**Cosa fare**
Estrai dalle voci qui sotto ogni riga in cui compare la parola "rugby" e ricopiala.

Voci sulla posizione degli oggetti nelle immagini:

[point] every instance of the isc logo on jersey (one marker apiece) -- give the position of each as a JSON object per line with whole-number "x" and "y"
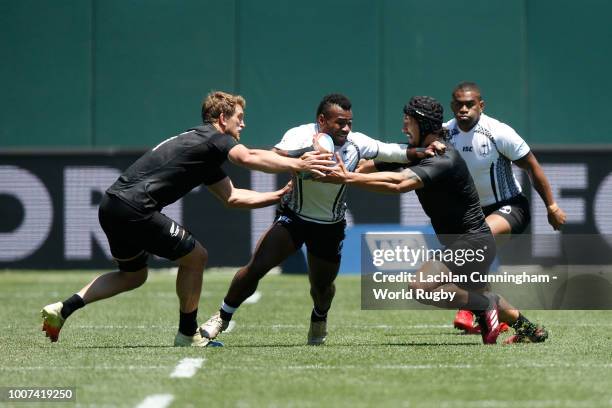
{"x": 174, "y": 229}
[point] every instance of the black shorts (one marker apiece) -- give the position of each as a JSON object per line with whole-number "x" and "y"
{"x": 322, "y": 240}
{"x": 515, "y": 210}
{"x": 134, "y": 234}
{"x": 463, "y": 264}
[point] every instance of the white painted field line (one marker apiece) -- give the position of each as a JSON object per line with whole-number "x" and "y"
{"x": 156, "y": 401}
{"x": 230, "y": 327}
{"x": 254, "y": 298}
{"x": 187, "y": 368}
{"x": 86, "y": 368}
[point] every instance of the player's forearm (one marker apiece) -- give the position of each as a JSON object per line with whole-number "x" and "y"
{"x": 241, "y": 198}
{"x": 270, "y": 162}
{"x": 383, "y": 182}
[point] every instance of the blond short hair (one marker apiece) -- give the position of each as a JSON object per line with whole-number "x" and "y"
{"x": 218, "y": 102}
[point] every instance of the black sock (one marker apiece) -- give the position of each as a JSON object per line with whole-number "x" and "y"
{"x": 71, "y": 305}
{"x": 477, "y": 303}
{"x": 225, "y": 315}
{"x": 317, "y": 315}
{"x": 188, "y": 323}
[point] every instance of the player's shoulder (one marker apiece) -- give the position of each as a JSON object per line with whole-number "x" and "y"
{"x": 451, "y": 124}
{"x": 360, "y": 139}
{"x": 297, "y": 137}
{"x": 496, "y": 127}
{"x": 305, "y": 130}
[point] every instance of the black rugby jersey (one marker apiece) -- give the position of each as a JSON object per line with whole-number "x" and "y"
{"x": 174, "y": 167}
{"x": 448, "y": 197}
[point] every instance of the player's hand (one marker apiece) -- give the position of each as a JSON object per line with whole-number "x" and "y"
{"x": 337, "y": 174}
{"x": 419, "y": 153}
{"x": 437, "y": 147}
{"x": 556, "y": 216}
{"x": 287, "y": 188}
{"x": 316, "y": 163}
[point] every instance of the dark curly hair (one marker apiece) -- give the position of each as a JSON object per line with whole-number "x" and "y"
{"x": 429, "y": 114}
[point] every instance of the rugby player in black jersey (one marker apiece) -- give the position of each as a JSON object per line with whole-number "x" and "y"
{"x": 130, "y": 210}
{"x": 447, "y": 193}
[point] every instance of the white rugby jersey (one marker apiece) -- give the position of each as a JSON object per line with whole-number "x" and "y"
{"x": 322, "y": 202}
{"x": 489, "y": 149}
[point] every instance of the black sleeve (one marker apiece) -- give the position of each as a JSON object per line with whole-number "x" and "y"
{"x": 298, "y": 152}
{"x": 224, "y": 143}
{"x": 432, "y": 169}
{"x": 384, "y": 166}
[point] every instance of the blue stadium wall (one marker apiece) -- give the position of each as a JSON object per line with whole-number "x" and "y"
{"x": 128, "y": 73}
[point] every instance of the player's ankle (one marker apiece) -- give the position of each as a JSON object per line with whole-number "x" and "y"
{"x": 71, "y": 305}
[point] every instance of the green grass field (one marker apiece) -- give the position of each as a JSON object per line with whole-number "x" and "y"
{"x": 118, "y": 352}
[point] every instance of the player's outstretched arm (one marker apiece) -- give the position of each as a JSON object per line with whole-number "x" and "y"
{"x": 397, "y": 153}
{"x": 529, "y": 163}
{"x": 381, "y": 182}
{"x": 233, "y": 197}
{"x": 270, "y": 162}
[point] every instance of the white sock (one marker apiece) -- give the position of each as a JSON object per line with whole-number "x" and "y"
{"x": 228, "y": 309}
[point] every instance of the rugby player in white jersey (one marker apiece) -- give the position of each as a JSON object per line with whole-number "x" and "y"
{"x": 489, "y": 147}
{"x": 448, "y": 196}
{"x": 311, "y": 214}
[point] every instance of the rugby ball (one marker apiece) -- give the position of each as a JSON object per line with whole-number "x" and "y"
{"x": 323, "y": 143}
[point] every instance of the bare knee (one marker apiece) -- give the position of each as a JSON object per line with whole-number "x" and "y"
{"x": 319, "y": 290}
{"x": 196, "y": 259}
{"x": 135, "y": 279}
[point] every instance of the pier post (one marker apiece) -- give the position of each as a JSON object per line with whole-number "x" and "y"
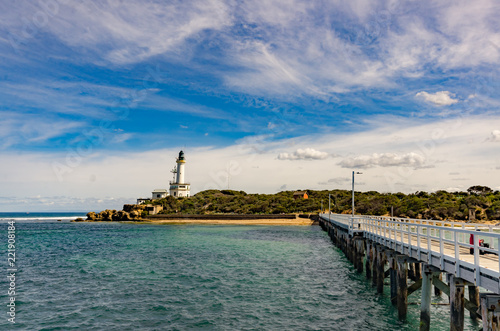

**Soluzione**
[point] every instance of the black rugby jersey (one marker apiece) -- give the position of each as a JSON object per line with whole-number "x" and "y"
[point] every instance of the rugby player in black jersey (one marker apiece) -- give the position of each as a JSON object per line with whole-number "x" and "y"
[point] every instance of the white rugby jersey (one marker apiece) -- give the position of each as a JSON object per line with whole-number "x" and "y"
[point] every instance of the rugby player in white jersey (one marker apiece) -- give the position of each as a JSON object per line with whole-number "x" and "y"
[point] every instance of the rugby ball (one marker apiece) -- give the position of each as a JSON object per line with whole-number "x" and "y"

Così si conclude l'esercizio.